How to optimize different input types for paddle control in a brick breaker

Last Friday we have finished our implementation for controller/gamepad support in our brick breaker game Caromble!. This means that our players can now choose their favourite input device out of the big three: Controlling the paddle is the main type of interaction in the game, so this should feel as smooth as that actor in a hot spice commercial. Therefore, during the implementation of gamepad-support, we also tweaked the mouse and keyboard controls to make those better. The implementations of these three input devices are fundamentally different and I would like to use this blog post to explain these different methods and tell you how we achieved the best result for optimal control of your paddle. In the following snippets we have a few parameters:

The mouse has the most straightforward implementation. We want the displacement of the mouse to be mapped linearly to the displacement of the paddle, resulting in its new position.  All that is applied to this displacement is a scaling factor. This gives a feeling of direct control. You have the freedom to move the paddle over large distances quickly or apply small displacements in a very precise manner. Here is the code:

float moveX = mouse.getDeltaPositionNormalized().x;
movement = (float) (-16.0 * paddleSpeed * moveX * deltatime);

Because the input for the mouse is provided in pixels, we use getDeltaPositionNormalized() to normalize for the screen size. You want to have the same behaviour in a 1280 x 720 as on a 1920 x 1280 screen. This function also applies the mouseSensitivity setting that can be set by the player.
+++++
What the task requires -
Transcribe the stretch of the paddle-control post from "Because the input" through "by the player.". The material that comes next is separate from the paddle-control post.
+++++
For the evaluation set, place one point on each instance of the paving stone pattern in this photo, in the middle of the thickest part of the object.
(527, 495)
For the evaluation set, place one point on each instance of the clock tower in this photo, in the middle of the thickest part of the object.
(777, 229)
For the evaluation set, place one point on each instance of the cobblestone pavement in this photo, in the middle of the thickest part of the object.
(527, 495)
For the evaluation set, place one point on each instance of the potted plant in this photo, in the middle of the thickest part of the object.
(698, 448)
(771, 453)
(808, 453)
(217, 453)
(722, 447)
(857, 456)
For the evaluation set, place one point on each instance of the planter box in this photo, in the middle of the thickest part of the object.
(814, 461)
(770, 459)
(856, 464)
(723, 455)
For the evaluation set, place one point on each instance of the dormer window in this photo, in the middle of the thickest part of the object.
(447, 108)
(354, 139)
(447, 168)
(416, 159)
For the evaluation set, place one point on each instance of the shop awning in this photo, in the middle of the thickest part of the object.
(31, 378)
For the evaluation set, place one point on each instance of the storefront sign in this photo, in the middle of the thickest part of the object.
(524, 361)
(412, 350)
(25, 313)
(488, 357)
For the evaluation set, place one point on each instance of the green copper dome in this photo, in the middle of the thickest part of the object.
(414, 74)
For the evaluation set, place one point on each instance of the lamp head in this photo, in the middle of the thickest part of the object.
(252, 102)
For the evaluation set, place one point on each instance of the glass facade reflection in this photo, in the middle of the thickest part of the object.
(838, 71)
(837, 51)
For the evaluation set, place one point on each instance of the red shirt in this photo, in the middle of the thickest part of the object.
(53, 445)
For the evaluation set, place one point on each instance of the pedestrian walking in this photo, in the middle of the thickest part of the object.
+++++
Correct result -
Because the input for the mouse is provided in pixels, we use getDeltaPositionNormalized() to normalize for the screen size. You want to have the same behaviour in a 1280 x 720 as on a 1920 x 1280 screen. This function also applies the mouseSensitivity setting that can be set by the player.